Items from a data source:
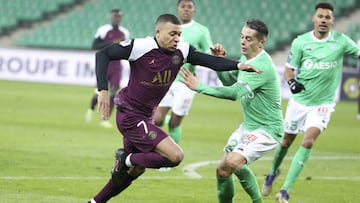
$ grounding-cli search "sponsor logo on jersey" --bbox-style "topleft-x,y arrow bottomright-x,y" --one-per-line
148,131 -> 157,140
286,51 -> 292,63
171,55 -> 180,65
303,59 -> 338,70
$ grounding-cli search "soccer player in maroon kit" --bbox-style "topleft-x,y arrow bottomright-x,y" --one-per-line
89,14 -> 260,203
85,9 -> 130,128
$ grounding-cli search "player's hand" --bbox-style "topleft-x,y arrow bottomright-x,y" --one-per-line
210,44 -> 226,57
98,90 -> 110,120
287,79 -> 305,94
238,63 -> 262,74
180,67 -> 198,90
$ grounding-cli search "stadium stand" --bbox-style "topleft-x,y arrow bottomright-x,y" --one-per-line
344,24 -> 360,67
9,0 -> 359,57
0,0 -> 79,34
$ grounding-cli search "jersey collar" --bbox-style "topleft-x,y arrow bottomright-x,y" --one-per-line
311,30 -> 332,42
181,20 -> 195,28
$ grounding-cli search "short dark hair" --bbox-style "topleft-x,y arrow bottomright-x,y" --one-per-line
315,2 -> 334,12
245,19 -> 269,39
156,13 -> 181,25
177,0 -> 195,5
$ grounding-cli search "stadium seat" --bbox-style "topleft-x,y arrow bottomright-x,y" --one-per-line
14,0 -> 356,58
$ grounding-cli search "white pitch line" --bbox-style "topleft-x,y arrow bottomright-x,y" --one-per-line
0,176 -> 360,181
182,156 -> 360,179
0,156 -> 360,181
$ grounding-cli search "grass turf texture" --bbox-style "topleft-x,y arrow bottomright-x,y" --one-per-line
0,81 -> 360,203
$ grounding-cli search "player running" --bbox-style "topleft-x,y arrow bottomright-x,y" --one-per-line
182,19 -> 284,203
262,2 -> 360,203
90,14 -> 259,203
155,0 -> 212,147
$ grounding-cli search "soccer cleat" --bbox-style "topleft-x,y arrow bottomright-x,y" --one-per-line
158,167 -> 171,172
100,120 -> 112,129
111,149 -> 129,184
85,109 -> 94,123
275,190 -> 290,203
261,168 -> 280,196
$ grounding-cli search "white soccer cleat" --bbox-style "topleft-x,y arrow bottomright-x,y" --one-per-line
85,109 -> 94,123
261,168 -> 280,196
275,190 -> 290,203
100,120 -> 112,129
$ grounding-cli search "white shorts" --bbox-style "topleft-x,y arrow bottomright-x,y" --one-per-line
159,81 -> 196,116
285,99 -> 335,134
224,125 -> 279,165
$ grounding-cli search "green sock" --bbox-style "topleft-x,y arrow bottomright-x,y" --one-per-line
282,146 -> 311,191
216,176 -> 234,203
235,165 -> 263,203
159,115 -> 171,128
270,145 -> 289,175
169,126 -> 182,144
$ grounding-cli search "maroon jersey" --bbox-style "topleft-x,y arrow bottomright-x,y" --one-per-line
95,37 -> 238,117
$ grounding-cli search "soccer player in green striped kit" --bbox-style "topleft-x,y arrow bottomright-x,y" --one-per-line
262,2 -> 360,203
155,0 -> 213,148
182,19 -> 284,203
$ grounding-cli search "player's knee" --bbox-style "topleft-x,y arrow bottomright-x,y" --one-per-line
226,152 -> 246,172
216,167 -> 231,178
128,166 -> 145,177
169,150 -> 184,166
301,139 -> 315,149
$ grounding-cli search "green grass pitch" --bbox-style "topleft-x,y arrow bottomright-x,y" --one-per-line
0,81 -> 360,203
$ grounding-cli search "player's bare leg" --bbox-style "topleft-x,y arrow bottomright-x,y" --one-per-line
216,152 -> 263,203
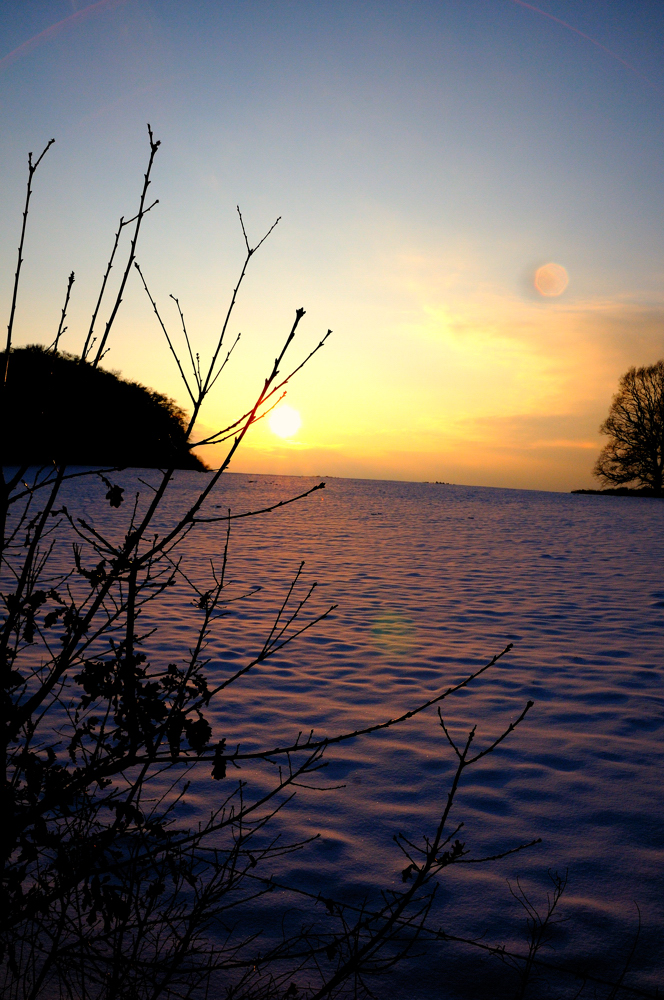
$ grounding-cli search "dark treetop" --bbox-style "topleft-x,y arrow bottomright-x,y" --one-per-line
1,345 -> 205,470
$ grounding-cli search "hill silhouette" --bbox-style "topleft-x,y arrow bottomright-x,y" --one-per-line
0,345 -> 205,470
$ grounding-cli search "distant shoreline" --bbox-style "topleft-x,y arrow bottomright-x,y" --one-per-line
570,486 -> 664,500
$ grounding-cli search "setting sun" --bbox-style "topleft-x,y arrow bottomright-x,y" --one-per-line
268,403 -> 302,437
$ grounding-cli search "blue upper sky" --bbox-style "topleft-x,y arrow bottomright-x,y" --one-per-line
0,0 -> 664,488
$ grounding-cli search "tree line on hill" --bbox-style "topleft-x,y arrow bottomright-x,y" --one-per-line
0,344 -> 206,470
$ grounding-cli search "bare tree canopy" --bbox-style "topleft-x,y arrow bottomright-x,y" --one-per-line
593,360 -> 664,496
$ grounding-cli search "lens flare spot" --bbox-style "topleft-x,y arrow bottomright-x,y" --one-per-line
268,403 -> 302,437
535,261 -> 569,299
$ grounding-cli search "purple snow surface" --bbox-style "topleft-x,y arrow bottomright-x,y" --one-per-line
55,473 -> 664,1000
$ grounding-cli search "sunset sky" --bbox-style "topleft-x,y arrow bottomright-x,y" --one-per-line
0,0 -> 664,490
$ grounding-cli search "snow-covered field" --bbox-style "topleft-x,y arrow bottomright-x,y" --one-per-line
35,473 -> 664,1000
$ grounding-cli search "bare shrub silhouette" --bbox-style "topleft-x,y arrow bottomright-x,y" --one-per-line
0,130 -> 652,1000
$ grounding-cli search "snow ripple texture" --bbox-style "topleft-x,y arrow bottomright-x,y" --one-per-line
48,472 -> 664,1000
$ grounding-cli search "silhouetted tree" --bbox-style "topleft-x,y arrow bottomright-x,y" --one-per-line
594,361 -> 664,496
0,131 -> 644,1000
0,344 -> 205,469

Exercise instructions: Scale everything above from the start of the lines down to the line containing "14,0 -> 356,58" by rewriting each line in that span, with only the bounding box coordinates in the answers multiplied by 2.45 and rounded to whole numbers, halves up. Leave the pictures out.

Task solution:
$ grounding-cli search "sponsor logo on jersey" --bbox-style "topleft-x,y arrow bottomright-x,y" --one-per-line
363,321 -> 385,343
701,125 -> 715,154
419,135 -> 441,159
742,145 -> 828,172
$ grounding-cli search "soccer player in maroon kit" --bbox-style "topleft-x,y arrow bottomright-x,y" --one-per-line
218,34 -> 637,497
208,22 -> 319,314
$ grounding-cli search "player's hand" --bbox-style "topleft-x,y arrow bottomright-x,y" --one-per-line
515,108 -> 554,140
240,221 -> 270,294
703,194 -> 747,230
583,154 -> 642,181
441,164 -> 485,221
$ grounding-cli search "stadium stand" --bbox-style "topleft-x,y arrow bottomright-x,y" --one-per-line
843,59 -> 882,164
22,0 -> 880,140
0,0 -> 194,83
$ grounding-cli search "jersey collar" --bbox-style "topleft-x,y arrow bottomright-x,y" --one-per-line
762,74 -> 813,103
443,49 -> 478,69
$ grounding-cli search "short dark hair" --bbox-style "topleft-x,y arrow bottomright-x,y" --one-per-line
772,5 -> 818,29
600,47 -> 659,96
382,32 -> 443,61
434,0 -> 478,12
$ grounding-cli search "stadium seat" --bbox-style "topleft-x,y arrow bottomright-x,y" --one-per-line
34,0 -> 872,142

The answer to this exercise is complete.